§ **Dataset rows**:
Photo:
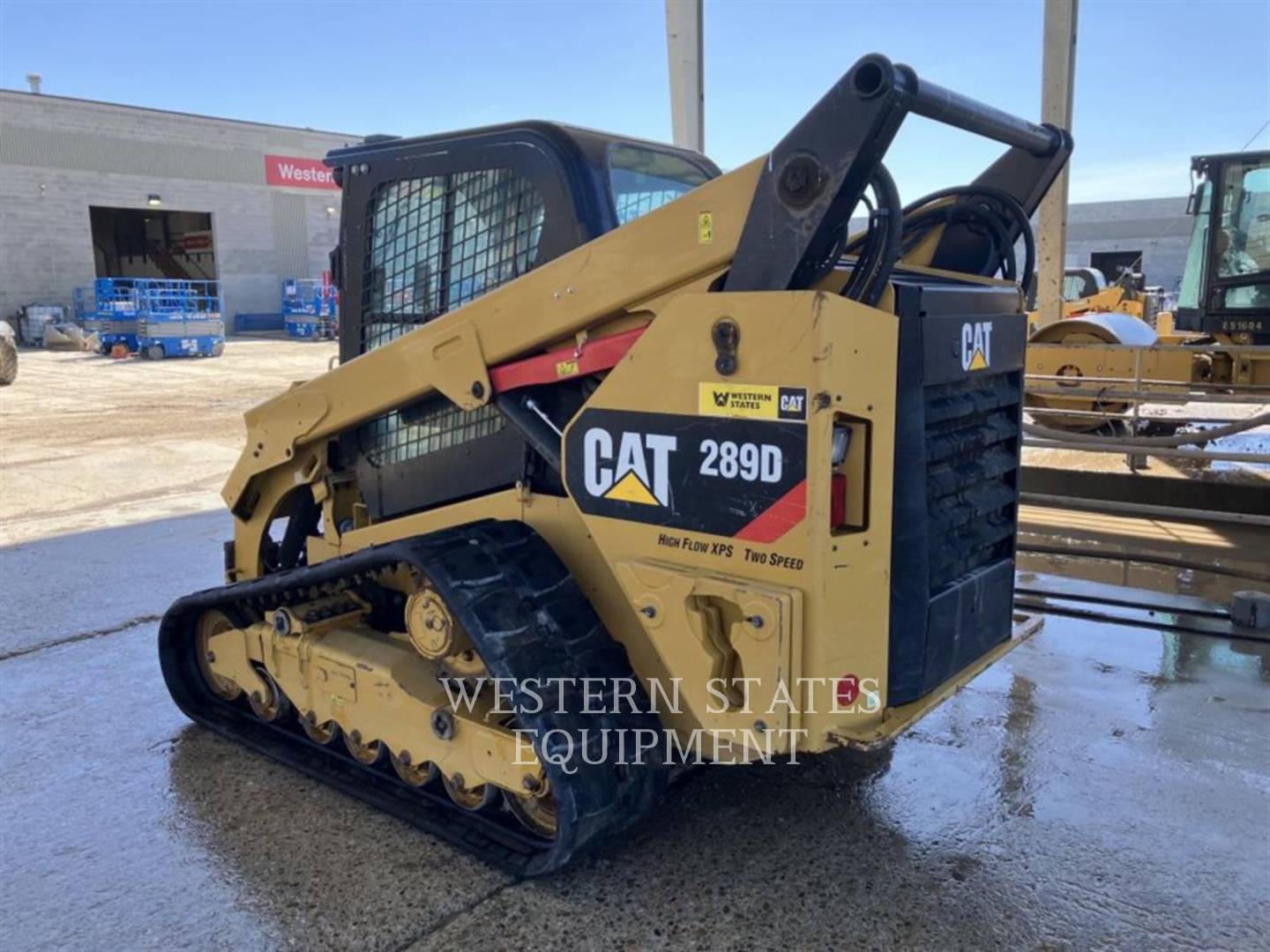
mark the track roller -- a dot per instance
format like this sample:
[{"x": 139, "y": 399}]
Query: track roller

§ **Exercise directions**: Copy the records above word for word, omitting the pictures.

§ **Correct result**:
Photo:
mark the track roller -- a dot per instance
format like this sample:
[{"x": 139, "y": 399}]
Query: track roller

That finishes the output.